═══ PAGE EXCERPT ═══

The cartoon, created by Matthew Hess, president of the MGMbill.org group against what it calls male genital mutilation, features the handsome young Foreskin Man doing battle with Monster Mohel, an old, hook-nosed character, over a baby laid out on a blanket on a pool table in a billiards hall.

The comic has been around for at least a year.  A "Foreskin Man" card set  also is being sold on the Internet.

"This is an advocacy campaign taken to a new low," said Nancy Appel, the associate regional director of the Anti-Defamation League, in a statement. "This is a sensitive, serious issue where good people can disagree and which the Jewish community feels is an assault on its values and traditions going back thousands of years and centered in the Hebrew Bible. 

"It is one thing to debate it. It is another thing to degrade it. Foreskin Man, with its grotesque anti-Semitic imagery and themes, reaches a new low and is disrespectful and deeply offensive." 

Appel says the comic book portrays mohels "as rapacious, bloodthirsty and bent on harming children" and that some of the imagery calls to mind age-old anti-Semitic canards such as the blood libel, the accusation that Jews ritually murder Christian children.

"Another comic in the series also calls up more subtle anti-Jewish themes, such as when a character complains that the ‘pro-circumcision lobby’ has ‘all of the well-connected doctors and lawyers,’ " she says.

An anti-circumcision measure was approved last month for the November ballot by San Francisco city officials after they received a petition with the required number of signatures. 

The measure makes it a misdemeanor crime to circumcise a boy in San Francisco before he is 18 years old. The maximum penalty would be a year in jail and a $1,000 fine. Circumcisions would be permitted only for medical reasons, with no religious exemptions.

Activists in Santa Monica are circulating petitions to put the identical measure on the Southern California city’s ballot in November. 

Jews circumcise their sons when they are eight days old. Muslim boys are circumcised sometime before puberty.

═══ SUPPLIED INFORMATION ═══

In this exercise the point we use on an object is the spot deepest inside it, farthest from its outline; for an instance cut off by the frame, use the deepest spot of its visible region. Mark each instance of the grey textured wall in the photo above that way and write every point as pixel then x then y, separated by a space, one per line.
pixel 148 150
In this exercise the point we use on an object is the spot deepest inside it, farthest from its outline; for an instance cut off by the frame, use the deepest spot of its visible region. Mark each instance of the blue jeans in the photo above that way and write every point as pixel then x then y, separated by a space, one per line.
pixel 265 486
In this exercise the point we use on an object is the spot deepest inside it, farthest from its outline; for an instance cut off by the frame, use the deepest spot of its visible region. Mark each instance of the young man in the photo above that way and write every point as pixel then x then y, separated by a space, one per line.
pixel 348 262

═══

--- EXERCISE INSTRUCTIONS ---
a – Answer these questions about the Foreskin Man article:
(i) Who created the cartoon, and what position does he hold?
(ii) What is the maximum penalty under the San Francisco measure?
(iii) At what age do Jews circumcise their sons?
b – List each way that Nancy Appel says the comic book portrays mohels in the Foreskin Man article.

--- ANSWERS TO THE PROBLEMS ---
a –
(i) Matthew Hess, president of the MGMbill.org group.
(ii) A year in jail and a $1,000 fine.
(iii) Eight days old.

b –
- rapacious
- bloodthirsty
- bent on harming children